## EXERCISE PROMPT
Repeat verbatim the portion of the excerpt on Colorado charter school legislation below, starting with "This comes at" and going on through "quite some time.".

This comes at the same time that Colorado’s public charter schools are serving higher percentages of both English language learners and students of color. 

With a lot to be proud of, we still find ourselves fighting against anti-charter legislation in the Colorado General Assembly. One example of this is a bill that was introduced last legislative session – House Bill 1295, or “Rebuttable Presumption in Charter School Appeals” as it came to be known.

The bill, which sought to weaken the standard under which disagreements over charter schools are currently settled, would have made it virtually impossible for a charter school to ever overturn a local school board decision against it. It is not an exaggeration to say that this legislation represented one of the more dangerous proposals brought forth against students and families in Colorado in quite some time.

Under existing law, whenever a school district rules against a charter school (in the case of opening a new one or extending an existing one, for example), that school can challenge the decision to the State Board of Education. The State Board then makes a final determination based on what is in the best interest of students, the school district or the community. This standard has not only proven very balanced over time in terms of outcome, it is also in my view the proper standard on which we should be basing all of our education decisions as a state.

## Records contained in a dataset
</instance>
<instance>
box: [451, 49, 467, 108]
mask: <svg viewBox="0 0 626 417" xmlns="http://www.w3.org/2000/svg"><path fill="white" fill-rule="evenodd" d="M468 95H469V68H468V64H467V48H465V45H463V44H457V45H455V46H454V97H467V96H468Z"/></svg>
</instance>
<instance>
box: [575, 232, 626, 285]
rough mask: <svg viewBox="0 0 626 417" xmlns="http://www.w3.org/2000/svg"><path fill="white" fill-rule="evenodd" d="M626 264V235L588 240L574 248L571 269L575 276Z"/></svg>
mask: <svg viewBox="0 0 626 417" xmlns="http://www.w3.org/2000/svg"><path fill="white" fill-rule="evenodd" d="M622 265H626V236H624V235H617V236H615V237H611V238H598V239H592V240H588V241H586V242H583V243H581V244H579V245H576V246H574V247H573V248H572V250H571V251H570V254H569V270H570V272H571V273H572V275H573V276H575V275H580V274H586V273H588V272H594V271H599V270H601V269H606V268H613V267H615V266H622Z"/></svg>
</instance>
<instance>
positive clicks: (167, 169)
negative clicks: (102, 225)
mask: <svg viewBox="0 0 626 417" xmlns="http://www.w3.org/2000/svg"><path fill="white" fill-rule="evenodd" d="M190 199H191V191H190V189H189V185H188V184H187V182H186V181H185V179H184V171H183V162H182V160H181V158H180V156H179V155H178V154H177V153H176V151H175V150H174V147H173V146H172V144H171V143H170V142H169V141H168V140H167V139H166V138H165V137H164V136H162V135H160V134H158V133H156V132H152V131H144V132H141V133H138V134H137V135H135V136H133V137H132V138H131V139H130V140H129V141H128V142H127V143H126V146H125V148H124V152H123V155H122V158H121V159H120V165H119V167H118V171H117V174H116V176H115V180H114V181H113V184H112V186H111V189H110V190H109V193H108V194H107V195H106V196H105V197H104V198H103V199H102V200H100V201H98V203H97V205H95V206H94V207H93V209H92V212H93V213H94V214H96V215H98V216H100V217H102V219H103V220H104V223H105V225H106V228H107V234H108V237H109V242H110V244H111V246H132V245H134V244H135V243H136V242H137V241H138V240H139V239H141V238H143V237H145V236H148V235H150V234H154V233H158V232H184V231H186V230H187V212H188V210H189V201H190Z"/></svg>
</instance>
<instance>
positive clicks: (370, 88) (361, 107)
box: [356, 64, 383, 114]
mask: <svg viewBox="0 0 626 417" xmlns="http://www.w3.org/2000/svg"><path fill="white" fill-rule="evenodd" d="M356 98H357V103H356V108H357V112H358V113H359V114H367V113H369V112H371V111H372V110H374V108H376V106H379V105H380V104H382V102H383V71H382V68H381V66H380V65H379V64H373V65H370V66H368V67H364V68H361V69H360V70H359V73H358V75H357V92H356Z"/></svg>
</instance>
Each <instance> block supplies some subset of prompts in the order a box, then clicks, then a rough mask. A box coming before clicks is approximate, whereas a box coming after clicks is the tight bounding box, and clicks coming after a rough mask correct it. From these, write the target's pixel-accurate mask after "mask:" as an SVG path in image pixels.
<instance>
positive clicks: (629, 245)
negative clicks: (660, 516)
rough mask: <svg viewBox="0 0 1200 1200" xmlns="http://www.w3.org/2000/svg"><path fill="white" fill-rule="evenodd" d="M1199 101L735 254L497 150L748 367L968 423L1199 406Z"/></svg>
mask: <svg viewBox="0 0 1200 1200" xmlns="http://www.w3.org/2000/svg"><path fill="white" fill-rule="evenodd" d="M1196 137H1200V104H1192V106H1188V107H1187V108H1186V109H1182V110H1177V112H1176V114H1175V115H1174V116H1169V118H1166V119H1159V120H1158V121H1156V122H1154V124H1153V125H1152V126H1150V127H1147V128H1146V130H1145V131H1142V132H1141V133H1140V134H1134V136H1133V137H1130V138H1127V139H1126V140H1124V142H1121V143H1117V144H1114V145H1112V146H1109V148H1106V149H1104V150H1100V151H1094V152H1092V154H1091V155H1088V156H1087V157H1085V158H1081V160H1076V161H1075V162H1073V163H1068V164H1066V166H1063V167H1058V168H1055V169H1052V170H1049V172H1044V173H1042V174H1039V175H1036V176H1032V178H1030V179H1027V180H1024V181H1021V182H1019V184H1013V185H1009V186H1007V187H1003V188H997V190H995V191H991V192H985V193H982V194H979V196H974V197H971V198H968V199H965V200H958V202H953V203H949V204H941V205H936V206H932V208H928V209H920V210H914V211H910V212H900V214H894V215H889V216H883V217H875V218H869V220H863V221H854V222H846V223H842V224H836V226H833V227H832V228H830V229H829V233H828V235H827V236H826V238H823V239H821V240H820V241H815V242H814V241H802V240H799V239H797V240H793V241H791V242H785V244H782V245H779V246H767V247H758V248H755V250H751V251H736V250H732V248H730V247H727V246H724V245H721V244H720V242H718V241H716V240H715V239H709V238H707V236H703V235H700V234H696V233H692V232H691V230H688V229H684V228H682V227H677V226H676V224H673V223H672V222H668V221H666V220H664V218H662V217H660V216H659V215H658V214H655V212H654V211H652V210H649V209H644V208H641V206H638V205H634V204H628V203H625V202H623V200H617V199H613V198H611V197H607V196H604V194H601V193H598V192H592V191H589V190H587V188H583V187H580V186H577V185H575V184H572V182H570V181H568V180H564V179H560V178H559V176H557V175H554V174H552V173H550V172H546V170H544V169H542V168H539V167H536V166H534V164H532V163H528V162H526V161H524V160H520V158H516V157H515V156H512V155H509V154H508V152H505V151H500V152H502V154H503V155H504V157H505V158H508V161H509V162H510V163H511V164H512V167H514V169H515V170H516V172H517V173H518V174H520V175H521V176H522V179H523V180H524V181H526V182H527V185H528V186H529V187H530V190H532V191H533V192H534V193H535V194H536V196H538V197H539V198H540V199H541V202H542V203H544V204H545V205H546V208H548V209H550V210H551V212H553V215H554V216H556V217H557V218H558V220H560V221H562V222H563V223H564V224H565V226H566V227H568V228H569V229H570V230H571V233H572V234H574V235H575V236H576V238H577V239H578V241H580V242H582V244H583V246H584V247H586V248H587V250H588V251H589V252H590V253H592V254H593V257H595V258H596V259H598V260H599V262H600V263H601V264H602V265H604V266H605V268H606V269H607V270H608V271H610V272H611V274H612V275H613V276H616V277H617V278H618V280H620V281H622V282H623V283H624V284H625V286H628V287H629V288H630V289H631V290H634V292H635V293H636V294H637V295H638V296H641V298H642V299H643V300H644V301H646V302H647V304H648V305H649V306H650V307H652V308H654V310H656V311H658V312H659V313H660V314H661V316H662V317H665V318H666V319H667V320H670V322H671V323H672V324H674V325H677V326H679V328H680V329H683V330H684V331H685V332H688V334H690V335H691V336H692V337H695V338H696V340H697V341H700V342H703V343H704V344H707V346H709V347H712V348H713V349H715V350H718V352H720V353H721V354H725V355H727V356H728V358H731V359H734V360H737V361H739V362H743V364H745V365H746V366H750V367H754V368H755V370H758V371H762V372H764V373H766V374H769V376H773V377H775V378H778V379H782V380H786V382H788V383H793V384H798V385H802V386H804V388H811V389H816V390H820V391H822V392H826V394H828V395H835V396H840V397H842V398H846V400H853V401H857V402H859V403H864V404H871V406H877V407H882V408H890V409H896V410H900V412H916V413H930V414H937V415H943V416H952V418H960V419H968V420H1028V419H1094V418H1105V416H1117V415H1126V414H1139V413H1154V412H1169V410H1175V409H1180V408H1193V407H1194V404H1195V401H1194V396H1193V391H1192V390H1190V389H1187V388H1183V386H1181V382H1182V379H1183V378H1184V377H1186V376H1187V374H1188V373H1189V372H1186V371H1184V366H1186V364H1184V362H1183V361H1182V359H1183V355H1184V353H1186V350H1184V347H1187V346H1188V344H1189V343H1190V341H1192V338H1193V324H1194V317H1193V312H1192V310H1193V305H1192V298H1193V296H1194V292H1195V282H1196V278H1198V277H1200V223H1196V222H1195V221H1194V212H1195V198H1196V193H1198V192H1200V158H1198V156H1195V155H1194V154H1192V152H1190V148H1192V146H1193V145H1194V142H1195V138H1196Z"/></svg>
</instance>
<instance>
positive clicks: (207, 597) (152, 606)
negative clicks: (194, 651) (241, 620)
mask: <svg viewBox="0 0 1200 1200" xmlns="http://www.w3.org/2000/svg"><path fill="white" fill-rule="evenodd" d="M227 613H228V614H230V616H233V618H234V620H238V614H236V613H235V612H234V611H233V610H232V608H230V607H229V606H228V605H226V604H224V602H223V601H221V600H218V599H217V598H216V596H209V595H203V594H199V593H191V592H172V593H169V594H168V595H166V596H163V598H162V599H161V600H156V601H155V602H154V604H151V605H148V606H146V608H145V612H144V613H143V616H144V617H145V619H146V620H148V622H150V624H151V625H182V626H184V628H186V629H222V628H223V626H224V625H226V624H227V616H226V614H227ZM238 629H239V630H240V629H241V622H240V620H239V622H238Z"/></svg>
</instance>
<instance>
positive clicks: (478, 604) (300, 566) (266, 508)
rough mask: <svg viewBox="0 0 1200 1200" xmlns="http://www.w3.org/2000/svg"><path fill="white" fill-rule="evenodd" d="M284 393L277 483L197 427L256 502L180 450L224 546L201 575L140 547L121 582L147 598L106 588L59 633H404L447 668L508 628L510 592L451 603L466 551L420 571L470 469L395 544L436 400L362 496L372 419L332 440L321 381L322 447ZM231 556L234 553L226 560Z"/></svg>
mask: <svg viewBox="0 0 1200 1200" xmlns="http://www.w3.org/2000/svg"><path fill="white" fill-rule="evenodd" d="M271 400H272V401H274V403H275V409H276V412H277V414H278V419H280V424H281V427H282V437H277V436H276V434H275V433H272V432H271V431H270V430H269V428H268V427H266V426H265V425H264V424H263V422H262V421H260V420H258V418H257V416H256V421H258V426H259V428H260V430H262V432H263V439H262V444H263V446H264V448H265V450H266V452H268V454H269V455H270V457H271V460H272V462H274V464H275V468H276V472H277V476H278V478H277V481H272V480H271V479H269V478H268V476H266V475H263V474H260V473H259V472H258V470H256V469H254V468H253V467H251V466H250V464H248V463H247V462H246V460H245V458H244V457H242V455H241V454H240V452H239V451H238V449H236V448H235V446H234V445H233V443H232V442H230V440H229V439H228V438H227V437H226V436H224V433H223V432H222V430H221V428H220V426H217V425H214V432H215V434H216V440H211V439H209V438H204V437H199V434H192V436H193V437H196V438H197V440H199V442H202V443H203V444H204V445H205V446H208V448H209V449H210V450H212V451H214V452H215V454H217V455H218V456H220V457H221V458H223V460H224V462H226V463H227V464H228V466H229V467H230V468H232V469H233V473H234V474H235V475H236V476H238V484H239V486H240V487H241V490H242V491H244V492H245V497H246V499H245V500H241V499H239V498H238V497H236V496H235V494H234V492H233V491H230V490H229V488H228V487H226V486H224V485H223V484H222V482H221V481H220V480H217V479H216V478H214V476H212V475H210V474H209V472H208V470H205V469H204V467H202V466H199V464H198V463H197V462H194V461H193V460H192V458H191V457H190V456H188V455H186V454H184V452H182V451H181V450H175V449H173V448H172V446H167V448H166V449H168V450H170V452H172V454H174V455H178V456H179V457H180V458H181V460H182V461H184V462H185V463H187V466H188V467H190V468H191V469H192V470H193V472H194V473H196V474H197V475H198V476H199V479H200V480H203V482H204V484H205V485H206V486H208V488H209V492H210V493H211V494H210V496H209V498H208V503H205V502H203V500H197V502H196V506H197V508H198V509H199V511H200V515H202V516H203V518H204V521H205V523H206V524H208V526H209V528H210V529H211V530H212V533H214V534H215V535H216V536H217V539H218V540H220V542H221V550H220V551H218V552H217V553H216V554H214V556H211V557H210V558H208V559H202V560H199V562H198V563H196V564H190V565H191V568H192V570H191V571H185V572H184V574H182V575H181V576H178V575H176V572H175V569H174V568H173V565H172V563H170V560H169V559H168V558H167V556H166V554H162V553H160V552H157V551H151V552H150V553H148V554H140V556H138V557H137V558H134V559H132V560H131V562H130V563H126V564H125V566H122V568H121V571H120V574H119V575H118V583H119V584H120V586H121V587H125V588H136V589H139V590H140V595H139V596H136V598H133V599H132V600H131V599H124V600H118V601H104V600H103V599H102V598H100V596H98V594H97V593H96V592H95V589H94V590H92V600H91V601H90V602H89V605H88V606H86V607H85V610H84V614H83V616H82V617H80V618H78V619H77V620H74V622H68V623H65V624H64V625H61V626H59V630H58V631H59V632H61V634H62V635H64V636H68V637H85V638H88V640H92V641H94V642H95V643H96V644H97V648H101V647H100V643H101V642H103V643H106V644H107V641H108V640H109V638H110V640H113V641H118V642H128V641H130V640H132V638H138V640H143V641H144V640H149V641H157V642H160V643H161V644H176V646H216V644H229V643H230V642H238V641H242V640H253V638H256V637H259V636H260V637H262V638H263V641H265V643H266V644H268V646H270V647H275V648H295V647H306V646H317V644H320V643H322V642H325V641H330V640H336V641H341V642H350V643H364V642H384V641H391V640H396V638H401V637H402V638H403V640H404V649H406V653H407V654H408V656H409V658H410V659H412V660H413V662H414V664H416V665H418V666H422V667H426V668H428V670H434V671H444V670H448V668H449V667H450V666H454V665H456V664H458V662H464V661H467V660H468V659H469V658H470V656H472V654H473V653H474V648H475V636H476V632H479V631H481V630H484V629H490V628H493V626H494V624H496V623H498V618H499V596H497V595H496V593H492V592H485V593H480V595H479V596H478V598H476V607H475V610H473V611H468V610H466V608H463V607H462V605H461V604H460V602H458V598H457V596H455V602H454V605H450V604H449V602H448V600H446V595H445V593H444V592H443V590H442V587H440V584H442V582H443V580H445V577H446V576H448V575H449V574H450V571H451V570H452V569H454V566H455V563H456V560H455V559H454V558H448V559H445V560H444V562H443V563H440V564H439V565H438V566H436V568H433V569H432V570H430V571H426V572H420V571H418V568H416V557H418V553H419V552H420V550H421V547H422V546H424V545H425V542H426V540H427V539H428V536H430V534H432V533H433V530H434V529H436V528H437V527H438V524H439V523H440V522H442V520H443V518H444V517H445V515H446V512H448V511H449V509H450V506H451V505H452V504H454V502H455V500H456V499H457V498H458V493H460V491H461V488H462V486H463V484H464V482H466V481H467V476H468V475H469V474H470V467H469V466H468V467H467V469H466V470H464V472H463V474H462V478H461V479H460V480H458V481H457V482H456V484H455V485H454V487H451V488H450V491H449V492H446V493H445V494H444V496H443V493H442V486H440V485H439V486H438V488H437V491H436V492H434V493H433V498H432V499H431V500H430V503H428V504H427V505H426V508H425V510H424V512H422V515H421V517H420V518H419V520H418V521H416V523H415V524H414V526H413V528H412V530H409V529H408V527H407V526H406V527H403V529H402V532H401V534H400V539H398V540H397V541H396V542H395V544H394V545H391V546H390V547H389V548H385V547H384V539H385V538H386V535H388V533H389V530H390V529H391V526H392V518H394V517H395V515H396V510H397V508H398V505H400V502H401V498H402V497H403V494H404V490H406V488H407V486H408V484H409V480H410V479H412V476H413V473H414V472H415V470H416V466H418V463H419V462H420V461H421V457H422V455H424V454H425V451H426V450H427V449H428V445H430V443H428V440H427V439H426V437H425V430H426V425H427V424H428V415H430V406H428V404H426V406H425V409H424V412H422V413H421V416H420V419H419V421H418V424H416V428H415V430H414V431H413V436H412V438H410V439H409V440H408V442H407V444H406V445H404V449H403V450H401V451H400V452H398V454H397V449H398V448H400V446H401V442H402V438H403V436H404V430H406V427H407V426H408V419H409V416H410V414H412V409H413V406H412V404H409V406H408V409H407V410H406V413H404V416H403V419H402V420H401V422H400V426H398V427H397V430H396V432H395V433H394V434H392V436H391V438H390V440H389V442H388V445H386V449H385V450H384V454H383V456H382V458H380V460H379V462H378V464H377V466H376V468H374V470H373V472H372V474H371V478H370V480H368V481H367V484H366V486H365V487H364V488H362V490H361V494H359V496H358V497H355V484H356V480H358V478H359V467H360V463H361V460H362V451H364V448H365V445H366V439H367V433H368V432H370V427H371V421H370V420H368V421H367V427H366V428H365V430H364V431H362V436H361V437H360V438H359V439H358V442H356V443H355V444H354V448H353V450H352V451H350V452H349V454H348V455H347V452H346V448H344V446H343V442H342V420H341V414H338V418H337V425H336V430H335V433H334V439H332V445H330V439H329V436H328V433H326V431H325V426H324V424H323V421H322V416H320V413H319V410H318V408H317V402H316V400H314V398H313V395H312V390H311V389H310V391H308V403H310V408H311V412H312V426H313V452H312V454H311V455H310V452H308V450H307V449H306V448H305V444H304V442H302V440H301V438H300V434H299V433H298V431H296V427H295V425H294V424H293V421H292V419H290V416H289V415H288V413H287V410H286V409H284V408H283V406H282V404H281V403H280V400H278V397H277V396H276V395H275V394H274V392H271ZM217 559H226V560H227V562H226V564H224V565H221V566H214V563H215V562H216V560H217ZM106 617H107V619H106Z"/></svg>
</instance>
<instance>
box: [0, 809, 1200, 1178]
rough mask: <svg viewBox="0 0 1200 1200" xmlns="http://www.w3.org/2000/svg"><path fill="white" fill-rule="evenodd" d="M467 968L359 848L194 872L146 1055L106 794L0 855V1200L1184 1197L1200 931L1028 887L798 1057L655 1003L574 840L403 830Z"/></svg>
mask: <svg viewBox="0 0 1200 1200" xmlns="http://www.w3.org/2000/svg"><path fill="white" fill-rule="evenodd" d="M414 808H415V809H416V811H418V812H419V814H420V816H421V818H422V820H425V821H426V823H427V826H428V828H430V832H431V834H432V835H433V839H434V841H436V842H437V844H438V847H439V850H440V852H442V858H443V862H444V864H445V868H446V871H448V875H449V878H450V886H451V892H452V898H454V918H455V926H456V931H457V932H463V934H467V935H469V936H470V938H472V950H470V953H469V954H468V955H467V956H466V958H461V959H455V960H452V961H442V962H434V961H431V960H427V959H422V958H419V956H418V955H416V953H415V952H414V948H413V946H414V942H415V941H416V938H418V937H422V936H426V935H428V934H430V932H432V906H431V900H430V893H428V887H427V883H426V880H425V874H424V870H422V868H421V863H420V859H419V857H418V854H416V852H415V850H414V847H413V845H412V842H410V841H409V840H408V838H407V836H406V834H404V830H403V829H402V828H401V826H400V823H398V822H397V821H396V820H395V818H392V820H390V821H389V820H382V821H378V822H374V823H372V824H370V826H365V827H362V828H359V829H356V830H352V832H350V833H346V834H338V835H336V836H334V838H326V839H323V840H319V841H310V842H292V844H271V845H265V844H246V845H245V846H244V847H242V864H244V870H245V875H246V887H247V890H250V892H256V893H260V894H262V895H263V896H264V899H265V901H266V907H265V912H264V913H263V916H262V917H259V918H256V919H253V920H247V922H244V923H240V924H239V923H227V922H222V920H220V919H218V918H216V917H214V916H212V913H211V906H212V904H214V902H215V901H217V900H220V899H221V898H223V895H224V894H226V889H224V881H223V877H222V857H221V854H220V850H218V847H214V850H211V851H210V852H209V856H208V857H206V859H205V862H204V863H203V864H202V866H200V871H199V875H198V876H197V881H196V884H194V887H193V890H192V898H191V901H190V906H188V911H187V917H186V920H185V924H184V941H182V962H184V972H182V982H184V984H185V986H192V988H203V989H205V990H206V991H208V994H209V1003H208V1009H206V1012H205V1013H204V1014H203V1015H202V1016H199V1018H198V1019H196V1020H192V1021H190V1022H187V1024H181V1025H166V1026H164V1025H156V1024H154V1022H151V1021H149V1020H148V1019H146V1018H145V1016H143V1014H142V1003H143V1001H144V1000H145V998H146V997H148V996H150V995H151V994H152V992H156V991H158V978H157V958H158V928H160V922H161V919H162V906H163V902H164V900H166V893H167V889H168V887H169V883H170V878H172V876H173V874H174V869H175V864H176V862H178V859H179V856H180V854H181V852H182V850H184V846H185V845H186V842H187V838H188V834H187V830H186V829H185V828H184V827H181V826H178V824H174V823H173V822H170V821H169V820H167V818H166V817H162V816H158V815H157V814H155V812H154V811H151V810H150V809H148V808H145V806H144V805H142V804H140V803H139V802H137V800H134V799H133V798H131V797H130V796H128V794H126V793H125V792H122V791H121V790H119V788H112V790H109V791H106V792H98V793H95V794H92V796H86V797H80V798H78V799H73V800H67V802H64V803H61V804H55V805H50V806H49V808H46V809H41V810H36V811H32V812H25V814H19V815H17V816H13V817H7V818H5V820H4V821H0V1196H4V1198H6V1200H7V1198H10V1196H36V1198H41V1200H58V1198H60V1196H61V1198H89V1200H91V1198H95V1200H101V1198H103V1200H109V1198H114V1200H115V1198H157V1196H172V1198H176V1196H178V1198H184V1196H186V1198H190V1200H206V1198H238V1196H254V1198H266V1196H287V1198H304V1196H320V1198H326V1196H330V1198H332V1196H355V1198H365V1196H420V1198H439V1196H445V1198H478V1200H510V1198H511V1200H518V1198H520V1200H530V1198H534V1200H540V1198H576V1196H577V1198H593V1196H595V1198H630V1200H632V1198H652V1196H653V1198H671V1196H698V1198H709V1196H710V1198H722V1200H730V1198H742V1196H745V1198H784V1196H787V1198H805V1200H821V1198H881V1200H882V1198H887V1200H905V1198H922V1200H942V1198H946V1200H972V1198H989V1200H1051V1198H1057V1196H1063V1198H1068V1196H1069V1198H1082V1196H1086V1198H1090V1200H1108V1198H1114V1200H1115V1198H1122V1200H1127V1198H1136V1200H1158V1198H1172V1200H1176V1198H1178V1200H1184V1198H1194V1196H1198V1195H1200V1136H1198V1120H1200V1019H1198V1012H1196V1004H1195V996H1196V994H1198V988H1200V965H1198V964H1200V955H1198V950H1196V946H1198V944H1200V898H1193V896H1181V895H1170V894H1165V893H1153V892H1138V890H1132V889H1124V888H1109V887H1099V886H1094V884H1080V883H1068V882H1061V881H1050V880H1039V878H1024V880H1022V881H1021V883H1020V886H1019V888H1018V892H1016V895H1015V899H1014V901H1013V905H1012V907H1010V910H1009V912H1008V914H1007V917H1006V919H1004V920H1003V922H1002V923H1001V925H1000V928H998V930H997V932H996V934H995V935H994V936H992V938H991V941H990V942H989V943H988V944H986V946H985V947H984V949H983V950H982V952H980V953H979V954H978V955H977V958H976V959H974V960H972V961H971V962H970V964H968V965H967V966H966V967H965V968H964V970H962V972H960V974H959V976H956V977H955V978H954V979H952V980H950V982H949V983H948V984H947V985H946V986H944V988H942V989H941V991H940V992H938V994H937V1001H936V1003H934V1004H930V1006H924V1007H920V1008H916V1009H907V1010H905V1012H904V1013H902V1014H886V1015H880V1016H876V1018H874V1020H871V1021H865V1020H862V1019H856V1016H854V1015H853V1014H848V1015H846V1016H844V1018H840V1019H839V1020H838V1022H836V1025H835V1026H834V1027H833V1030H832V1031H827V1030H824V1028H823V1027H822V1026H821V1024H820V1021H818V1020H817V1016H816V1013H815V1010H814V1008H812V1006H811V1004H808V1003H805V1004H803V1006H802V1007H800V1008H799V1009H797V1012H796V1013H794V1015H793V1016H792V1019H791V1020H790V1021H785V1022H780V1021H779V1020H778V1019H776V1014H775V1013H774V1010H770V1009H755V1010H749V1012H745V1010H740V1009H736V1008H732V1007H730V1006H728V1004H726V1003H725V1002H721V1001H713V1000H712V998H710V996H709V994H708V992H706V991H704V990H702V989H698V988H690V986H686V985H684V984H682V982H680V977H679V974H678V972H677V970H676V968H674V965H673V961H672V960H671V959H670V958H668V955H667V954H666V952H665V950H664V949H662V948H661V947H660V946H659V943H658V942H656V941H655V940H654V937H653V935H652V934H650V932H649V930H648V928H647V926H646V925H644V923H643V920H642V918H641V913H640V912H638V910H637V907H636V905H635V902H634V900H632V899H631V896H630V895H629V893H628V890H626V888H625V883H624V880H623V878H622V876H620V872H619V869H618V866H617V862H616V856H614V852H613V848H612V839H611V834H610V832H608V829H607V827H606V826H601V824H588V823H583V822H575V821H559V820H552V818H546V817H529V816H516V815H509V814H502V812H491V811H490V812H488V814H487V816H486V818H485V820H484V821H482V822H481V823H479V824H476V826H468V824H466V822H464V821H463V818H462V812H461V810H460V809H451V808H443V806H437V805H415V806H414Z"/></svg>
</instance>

## EXPECTED ANSWER
This comes at the same time that Colorado’s public charter schools are serving higher percentages of both English language learners and students of color. 

With a lot to be proud of, we still find ourselves fighting against anti-charter legislation in the Colorado General Assembly. One example of this is a bill that was introduced last legislative session – House Bill 1295, or “Rebuttable Presumption in Charter School Appeals” as it came to be known.

The bill, which sought to weaken the standard under which disagreements over charter schools are currently settled, would have made it virtually impossible for a charter school to ever overturn a local school board decision against it. It is not an exaggeration to say that this legislation represented one of the more dangerous proposals brought forth against students and families in Colorado in quite some time.